Goal of the exercise: Below are the records. Restate word for word every line from the one that contains "Reviewer note: verify that every instance of the khaki" through the final line, both included.

Excerpted records:
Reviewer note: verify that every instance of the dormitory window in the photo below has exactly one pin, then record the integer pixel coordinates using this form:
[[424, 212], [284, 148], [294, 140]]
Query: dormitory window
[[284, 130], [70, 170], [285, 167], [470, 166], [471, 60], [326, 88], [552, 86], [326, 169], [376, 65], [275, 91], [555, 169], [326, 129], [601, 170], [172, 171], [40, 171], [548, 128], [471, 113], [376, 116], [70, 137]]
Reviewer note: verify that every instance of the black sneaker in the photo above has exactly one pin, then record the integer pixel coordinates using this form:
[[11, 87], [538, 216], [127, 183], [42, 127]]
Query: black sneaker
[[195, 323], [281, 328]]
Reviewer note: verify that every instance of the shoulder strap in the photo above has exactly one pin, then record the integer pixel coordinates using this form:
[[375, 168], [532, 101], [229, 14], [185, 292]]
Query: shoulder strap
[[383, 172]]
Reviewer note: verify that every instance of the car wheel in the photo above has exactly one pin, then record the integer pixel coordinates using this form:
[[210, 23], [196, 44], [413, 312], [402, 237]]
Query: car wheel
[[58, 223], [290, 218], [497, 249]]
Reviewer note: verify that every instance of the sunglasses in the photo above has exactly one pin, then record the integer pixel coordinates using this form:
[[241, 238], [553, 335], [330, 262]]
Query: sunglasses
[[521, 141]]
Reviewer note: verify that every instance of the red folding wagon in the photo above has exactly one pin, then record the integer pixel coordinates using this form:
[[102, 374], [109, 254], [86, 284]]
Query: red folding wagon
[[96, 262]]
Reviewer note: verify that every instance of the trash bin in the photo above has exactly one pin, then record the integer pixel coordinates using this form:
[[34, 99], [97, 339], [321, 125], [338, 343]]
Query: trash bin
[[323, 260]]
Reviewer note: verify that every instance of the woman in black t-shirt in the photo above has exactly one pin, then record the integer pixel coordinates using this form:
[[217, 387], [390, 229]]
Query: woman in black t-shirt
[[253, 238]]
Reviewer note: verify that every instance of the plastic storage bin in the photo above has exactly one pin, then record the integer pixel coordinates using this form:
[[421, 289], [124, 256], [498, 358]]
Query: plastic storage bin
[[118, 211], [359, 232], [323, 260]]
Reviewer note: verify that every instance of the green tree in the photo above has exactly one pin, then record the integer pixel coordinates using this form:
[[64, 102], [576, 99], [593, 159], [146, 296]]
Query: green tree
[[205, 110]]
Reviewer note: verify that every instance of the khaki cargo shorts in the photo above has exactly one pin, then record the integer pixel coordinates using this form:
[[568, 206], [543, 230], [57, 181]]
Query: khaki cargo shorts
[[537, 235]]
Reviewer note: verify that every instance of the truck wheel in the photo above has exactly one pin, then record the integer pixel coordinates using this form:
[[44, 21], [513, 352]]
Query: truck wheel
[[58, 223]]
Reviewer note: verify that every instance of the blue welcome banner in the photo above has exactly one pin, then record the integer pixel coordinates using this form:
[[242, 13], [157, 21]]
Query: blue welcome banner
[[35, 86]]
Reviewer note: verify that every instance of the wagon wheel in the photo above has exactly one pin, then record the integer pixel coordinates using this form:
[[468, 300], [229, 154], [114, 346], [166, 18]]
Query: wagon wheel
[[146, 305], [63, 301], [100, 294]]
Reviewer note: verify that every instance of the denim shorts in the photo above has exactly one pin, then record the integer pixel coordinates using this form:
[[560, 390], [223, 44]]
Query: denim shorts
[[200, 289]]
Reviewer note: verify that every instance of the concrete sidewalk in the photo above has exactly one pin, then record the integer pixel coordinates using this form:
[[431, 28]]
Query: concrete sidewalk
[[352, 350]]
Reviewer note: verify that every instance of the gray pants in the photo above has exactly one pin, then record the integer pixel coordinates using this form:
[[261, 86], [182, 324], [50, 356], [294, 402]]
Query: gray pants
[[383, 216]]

Exercise answer:
Reviewer note: verify that every instance of the khaki cargo shorts in the photo above has exactly one pin, then record the integer pixel coordinates using this form:
[[568, 206], [543, 230], [57, 181]]
Query: khaki cargo shorts
[[537, 235]]
Reviewer note: verify that every instance of the truck wheel in the photo above has exactly one pin, then record the integer pixel coordinates using this form:
[[44, 21], [513, 352]]
Query: truck wheel
[[58, 223]]
Reviewer note: verify that every instance of the blue welcome banner in the photo above has exactly one pin, then record the integer pixel coordinates using this form:
[[242, 13], [157, 21]]
Query: blue welcome banner
[[35, 86]]
Reviewer note: verify that every instance of the wagon wheel in the photo above has exactly one pin, then record the integer pixel coordinates using this form:
[[468, 300], [229, 154], [114, 346], [166, 18]]
Query: wagon wheel
[[146, 305], [63, 301], [100, 294]]
Reviewer note: verify that every instance of the denim shorts in the photo above has exactly one pin, then record the integer pixel coordinates using this form:
[[560, 390], [223, 44]]
Query: denim shorts
[[200, 289]]
Reviewer note: verify that every instance of the concrete sidewalk in the photo above has exactly one pin, then record the integer pixel coordinates using this form:
[[431, 28]]
Query: concrete sidewalk
[[352, 350]]
Reviewer note: verify that every instance of the gray pants in the photo above has exactly one pin, then record the integer pixel coordinates using this form:
[[261, 86], [182, 324], [50, 356], [294, 402]]
Query: gray pants
[[383, 216]]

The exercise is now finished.